## Source text:
Nigel Farage, leader of the UK ‘Independence’ Party, claims he suffered from “anti-English racism”  on his visit to Edinburgh last week. Farage was heckled by dozens of protestors, and his get-away taxi was blocked by a woman in a wheel chair before he could flee back over the border.

The hostile response Farage received in Scotland was refreshing for some inhabitants of southern England, myself included, who feel isolated by the saturation of UKIP in our politics and media. Their press coverage is disproportionate to their voters, suggesting a worrying appetite for reactionary politics among journalists.

Here was a reminder that outside the UKIP sphere of influence (south-east England), Farage and his followers are seen as “scum”. Astonishingly though, Farage had the nerve to call his critics “fascist”, “racist” and “xenophobic”.

There is a helpful consequence of Farage conflating these three terms. His own policies are clearly xenophobic. The fear and loathing of foreigners from eastern Europe is integral to UKIP’s electoral appeal. What is the UKIP manifesto if it is not anti-Bulgarian and anti-Romanian?

So when Farage uses the word ‘xenophic’ interchangably with ‘racist’ and ‘fascist’, a complicated xeno-racist analysis becomes unnecessary: UKIP policies are, by their leader’s own language, racist.

Interestingly, the Edinburgh protestors shared this terminology, insulting Farage variously as “fascist sum”, “f***ing racist s**te”, and “xenophobic”. By their definition then, it was an anti-racist protest of some description. And yet Farage claimed they subjected him to “anti-English racism”. This poses an important question: is anti-racism anti-English?

It is not mere semantics. We need a critical reflection on English identity. Why is it that an anti-immigration politician can transfix people in southern England, but seems alien when in Scotland?

## Short exercise:
Please answer from the text on Farage's Edinburgh visit: who blocked his get-away taxi?

## Supplied data:
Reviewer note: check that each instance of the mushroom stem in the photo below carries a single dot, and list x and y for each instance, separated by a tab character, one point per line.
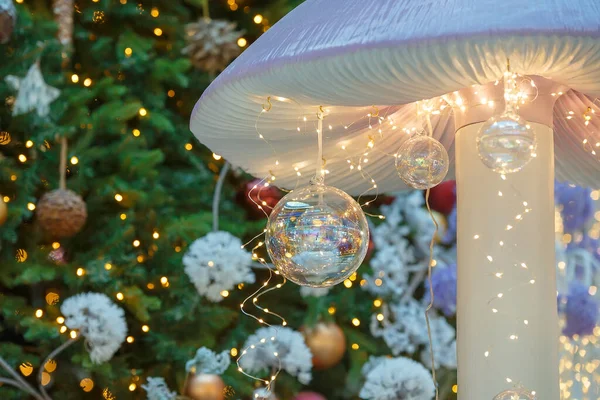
506	308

## Correct output:
A woman in a wheelchair.